• Set exercise:
Transcribe all the records with complete accuracy.

[Raw records]
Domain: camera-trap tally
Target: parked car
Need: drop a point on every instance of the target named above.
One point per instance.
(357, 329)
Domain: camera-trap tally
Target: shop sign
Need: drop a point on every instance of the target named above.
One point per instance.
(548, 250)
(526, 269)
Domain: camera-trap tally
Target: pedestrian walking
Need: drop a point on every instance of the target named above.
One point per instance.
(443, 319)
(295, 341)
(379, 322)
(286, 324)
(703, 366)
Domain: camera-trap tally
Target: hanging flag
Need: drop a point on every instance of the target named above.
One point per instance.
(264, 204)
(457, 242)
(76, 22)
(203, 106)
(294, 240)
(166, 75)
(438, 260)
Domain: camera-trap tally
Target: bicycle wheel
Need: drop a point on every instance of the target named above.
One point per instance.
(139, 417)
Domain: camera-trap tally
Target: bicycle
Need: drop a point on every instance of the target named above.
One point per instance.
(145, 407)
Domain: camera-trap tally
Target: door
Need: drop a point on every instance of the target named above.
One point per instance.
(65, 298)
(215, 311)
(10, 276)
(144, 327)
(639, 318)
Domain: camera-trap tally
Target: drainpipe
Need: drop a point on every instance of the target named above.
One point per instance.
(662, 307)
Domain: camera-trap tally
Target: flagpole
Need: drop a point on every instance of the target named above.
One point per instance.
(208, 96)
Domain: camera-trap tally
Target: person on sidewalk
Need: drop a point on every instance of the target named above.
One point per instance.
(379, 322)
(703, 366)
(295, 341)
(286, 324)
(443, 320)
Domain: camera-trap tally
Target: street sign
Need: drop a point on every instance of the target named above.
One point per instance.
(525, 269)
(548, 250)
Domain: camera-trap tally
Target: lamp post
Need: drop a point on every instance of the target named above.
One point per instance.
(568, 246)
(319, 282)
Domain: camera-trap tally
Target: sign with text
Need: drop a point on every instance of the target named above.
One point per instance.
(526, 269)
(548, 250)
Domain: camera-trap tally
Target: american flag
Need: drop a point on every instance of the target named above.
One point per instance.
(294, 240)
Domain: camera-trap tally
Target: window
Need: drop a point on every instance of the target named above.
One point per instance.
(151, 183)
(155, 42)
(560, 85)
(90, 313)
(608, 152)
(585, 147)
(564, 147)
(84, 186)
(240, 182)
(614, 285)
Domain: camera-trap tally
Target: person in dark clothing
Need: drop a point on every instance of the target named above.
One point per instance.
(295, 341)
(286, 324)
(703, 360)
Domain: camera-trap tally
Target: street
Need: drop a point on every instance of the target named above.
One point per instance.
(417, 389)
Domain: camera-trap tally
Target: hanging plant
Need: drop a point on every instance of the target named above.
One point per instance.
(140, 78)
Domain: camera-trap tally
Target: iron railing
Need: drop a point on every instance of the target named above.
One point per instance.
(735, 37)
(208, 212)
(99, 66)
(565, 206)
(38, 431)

• Task result:
Domain: camera-trap tally
Target: parked car
Need: drop a point on every instance of the target named above.
One point per instance.
(357, 329)
Domain: camera-trap tally
Target: shop sign
Need: drop a point on every instance of the target named above.
One point per instance.
(548, 250)
(526, 269)
Domain: camera-trap tally
Target: pedestrian walking
Need: drop a point on every instance of the target named above.
One point per instance.
(443, 319)
(295, 341)
(379, 322)
(286, 324)
(703, 366)
Domain: camera-trap tally
Target: hanging flag
Need: drop a point on every instance of the target named above.
One point per instance.
(264, 204)
(457, 242)
(76, 22)
(203, 106)
(294, 240)
(166, 75)
(438, 260)
Domain: camera-trap tally
Target: bicycle wheel
Need: drop a point on every instance of the target named above.
One point per instance.
(139, 417)
Domain: camera-trap tally
Target: bicycle
Need: drop a point on every instance of the target named above.
One point per instance.
(145, 407)
Domain: camera-trap tally
Target: door
Need: drop a point on every instance of the target named above.
One point per instance.
(65, 298)
(215, 311)
(10, 276)
(144, 327)
(639, 318)
Domain: camera-trap tally
Target: drainpipe
Need: drop a point on every instance of the target named above.
One point per instance.
(662, 307)
Domain: camera-trap tally
Target: flagpole
Need: drop a point on every instance of the target named above.
One point per instance.
(208, 96)
Domain: camera-trap tally
Target: person on sidewalk
Need: drop a point on every instance of the target named above.
One point per instance.
(379, 322)
(703, 366)
(295, 341)
(286, 324)
(443, 320)
Domain: camera-trap tally
Target: street sign
Need: drop a point on every instance of the target named above.
One point per instance.
(525, 269)
(548, 250)
Domain: camera-trap tally
Target: lamp post
Need: drop a point on every instance of the target named above.
One point per instance.
(568, 246)
(319, 282)
Domain: camera-trap tally
Target: sign with text
Need: drop a point on every instance of the target named above.
One point per instance.
(526, 269)
(548, 250)
Domain: camera-trap tally
Target: american flag
Need: drop a point on every instance of the target named above.
One point per instance.
(294, 240)
Domain: camera-trap tally
Target: window
Need: drop a point on every instance of the target named above.
One point per instance.
(151, 183)
(155, 42)
(560, 85)
(90, 313)
(608, 152)
(585, 147)
(564, 147)
(84, 186)
(240, 182)
(614, 285)
Domain: camera-trap tally
Target: person in dark clothing
Need: drop a point on every instance of the target named above.
One point per instance.
(295, 341)
(286, 324)
(703, 360)
Domain: camera-trap tally
Target: street
Need: drop a point on every instance of the target named above.
One point per instance.
(417, 389)
Domain: camera-trap tally
Target: hanging plant
Need: drop a point on every instance of the target named above.
One point per instance.
(140, 78)
Domain: camera-trap tally
Target: iron railing
Need: drop a point on every instance of the target named above.
One point per instance.
(735, 37)
(208, 212)
(99, 66)
(565, 206)
(38, 431)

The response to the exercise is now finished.